» WHAT IS EXPECTED:
Copy the material verbatim, starting at the line that contains "Expected: one point per instance of the car roof, reported" and continuing to the end of the material. Include nothing before that line.

» STORED DATA:
==========

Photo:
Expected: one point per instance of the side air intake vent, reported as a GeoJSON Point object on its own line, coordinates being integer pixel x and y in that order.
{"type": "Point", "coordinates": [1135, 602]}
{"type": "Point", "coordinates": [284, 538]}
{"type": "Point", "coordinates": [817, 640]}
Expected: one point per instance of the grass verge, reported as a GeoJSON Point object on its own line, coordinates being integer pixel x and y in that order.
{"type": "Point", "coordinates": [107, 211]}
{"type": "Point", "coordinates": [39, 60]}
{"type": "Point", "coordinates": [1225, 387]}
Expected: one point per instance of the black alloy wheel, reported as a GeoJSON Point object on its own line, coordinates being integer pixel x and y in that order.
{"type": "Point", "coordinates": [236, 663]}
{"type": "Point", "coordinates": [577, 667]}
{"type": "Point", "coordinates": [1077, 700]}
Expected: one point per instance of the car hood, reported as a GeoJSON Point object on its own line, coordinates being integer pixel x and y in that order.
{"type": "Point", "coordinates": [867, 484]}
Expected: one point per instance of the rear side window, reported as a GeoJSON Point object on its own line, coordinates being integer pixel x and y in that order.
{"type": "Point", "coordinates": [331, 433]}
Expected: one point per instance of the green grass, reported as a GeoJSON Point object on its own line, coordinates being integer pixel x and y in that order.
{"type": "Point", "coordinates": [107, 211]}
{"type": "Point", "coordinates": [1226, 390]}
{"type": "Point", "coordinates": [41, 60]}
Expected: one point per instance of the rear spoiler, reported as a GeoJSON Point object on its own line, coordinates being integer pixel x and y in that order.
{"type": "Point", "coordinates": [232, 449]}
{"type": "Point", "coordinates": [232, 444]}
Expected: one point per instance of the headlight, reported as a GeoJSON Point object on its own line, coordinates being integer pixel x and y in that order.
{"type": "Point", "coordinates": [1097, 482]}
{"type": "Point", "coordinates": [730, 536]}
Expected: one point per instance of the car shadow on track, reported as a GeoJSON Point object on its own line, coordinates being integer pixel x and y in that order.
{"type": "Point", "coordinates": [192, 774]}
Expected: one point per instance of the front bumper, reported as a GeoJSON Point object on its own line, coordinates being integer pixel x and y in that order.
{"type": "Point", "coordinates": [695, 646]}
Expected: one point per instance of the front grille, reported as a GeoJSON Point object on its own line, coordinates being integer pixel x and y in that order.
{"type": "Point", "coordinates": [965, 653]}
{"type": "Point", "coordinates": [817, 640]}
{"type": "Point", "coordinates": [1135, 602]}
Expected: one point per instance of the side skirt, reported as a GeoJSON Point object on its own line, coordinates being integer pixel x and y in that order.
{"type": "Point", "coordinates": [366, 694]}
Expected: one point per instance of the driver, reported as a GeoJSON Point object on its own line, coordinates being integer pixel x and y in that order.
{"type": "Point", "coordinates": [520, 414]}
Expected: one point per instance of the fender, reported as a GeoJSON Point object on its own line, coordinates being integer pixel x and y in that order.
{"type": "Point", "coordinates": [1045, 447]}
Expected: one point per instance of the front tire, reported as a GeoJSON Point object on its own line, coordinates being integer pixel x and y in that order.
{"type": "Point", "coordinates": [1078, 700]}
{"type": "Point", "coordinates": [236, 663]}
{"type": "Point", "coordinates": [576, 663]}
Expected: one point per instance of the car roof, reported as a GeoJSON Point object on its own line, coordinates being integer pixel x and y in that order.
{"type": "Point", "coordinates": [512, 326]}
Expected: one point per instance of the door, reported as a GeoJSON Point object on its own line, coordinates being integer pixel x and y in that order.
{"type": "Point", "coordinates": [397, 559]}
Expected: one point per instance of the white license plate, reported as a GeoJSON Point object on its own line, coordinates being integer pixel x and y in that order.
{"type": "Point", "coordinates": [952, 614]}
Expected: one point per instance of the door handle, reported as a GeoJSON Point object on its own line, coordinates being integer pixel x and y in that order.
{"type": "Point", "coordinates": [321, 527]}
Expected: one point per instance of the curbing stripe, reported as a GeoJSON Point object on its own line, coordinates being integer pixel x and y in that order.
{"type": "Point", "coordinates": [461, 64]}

==========

» EXERCISE SOLUTION:
Expected: one point per instance of the car roof, reported as a GeoJSON Point object on its own line, coordinates being integer pixel x and y in that order.
{"type": "Point", "coordinates": [512, 326]}
Expected: one point per instance of the door, reported as a GeoJSON Point object on its own line, coordinates being integer pixel x and y in that order.
{"type": "Point", "coordinates": [397, 559]}
Expected: one point per instance of the white license plate, reported as a GeoJSON Point object on its own line, coordinates being integer pixel x and y in that order.
{"type": "Point", "coordinates": [952, 614]}
Expected: one point per instance of the door handle, reported as a GeoJSON Point object on its own line, coordinates being integer pixel x and y in that order.
{"type": "Point", "coordinates": [321, 527]}
Expected: one point per instance of the curbing stripe, reported as a GeoJSON Point object on its own line, coordinates being integer pixel x and y in that order.
{"type": "Point", "coordinates": [461, 64]}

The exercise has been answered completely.